Creative Writing and Consistency: Embrace a Style that Breaks the “Rules”

personifying the rules of writing

personifying the rules of writing

Today’s topic is creative writing and the rules that come with being with an author. You know the rules I mean: we’ve all heard them. I’ll reference each one by one later on.

Don’t feel like you have to obey the rules. All you have to do is to know the rules. Once you do, you can break them if you want to, as long as you break them consistently.

Consistency is the key. I got the idea for this post after I wrote yesterday’s, because yesterday I talked about point of view and characterization. Specifically, I talked about how to characterize secondary characters when your point of view doesn’t allow you to “head hop.”

  • Don’t head hop. This is one of those rules people like to throw around for a reason. You shouldn’t head hop if you’re limiting yourself to a limited POV. When your narrator only follows one person, you’re stuck with that person. But your narrator doesn’t have to do that. Your narrator can be omniscient and jump from host to host like your dog’s fleas do, even in the middle of a scene. If you head hop consistently, and with a plan and purpose, it becomes part of your style. Readers expect and accept it. It’s not an “error” or “bad writing” in that instance.
  • Don’t use contractions. Some writers say blanketly, “Don’t use contractions with a third person narrator.” But I do. (Horror of horrors!) Outside of dialogue I use contractions, and I’m okay with that. My beta readers were okay with that: one even told me he really liked my informal, approachable style. It fit the piece. Why? I used them consistently to achieve the flow I wanted in my narration.
  • Don’t use semicolons in dialogue. I used to obey this rule, and then I tossed it out the window. What’s your other option, a comma splice? You can use those in dialogue. But sometimes my characters need a pause between two connected ideas that’s shorter than a comma indicates, but not quite period length.

● **GIVEN RECORDS**

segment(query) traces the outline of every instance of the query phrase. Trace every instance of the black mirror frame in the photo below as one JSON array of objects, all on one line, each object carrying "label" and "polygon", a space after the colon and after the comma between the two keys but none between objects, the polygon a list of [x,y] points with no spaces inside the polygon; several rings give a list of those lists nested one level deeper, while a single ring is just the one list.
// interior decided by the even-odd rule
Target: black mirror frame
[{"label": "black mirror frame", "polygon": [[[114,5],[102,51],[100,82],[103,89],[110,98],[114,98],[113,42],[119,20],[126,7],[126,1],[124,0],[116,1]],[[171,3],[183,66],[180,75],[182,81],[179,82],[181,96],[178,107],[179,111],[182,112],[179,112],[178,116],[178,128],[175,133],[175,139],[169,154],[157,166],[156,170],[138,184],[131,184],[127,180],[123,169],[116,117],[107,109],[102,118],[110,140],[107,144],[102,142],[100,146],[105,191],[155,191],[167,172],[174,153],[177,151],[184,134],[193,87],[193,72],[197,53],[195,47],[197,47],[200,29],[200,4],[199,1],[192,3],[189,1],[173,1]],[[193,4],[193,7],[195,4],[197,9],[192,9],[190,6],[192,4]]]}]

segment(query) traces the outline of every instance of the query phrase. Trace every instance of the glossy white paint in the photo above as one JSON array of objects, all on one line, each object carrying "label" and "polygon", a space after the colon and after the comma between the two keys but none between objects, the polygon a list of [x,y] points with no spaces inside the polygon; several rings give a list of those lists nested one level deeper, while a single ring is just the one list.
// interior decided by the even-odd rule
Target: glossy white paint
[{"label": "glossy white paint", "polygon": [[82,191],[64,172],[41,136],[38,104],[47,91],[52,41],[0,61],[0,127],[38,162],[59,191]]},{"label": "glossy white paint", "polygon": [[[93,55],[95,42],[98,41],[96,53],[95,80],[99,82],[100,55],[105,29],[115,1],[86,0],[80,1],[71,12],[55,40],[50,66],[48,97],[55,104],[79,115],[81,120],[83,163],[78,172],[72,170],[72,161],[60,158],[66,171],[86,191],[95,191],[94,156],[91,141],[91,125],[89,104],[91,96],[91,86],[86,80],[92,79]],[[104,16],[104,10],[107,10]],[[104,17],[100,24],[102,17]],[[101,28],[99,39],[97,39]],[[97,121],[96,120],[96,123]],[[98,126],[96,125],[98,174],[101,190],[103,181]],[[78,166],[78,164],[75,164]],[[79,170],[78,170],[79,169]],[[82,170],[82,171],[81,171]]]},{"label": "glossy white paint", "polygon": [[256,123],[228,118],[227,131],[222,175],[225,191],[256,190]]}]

● **REQUESTS**
A. In the creative writing post, what did one beta reader say he really liked?
B. Pick up the post on breaking creative writing rules after its final sentence and carry it forward.
The data has no connection to the creative writing post.

● **ANSWERS TO EACH TASK**
A. He really liked the informal, approachable style.

B.
  • Don’t use fragments. Can you overuse fragments? Yes. Should you always know when you have introduced a fragment into your writing? Yes. Can you use fragments from time to time, rarely but regularly, to punch a point home, draw attention, and make effective use of the idea that “less is often more”? By Ernest Hemingway, yes, yes you can.
  • Don’t write in the passive voice. See “fragments” above.  Rewording a sentence to make it active can also make it wordy, clunky, and jarring. In these instances–of which you will have a few–you do better to consistently choose the passive voice. This is a point I really drive home in the chapters on style in “Writing for You.”
  • Don’t write one sentence paragraphs. For me, this is another rule to take with a grain of salt. First of all, depending on your style, one sentence can take up 8 or 10 lines. There is nothing wrong with an  8 or 10 line paragraph. Secondly, one sentence paragraphs can be a consistent way to emphasize a point and increase tension, as long as you don’t have one every other page. And even if you do–maybe you write horror, or action-adventure, genres that need a lot of tension–it becomes part of your style, and chances are that if you go that often to that device, you can make that device work for you.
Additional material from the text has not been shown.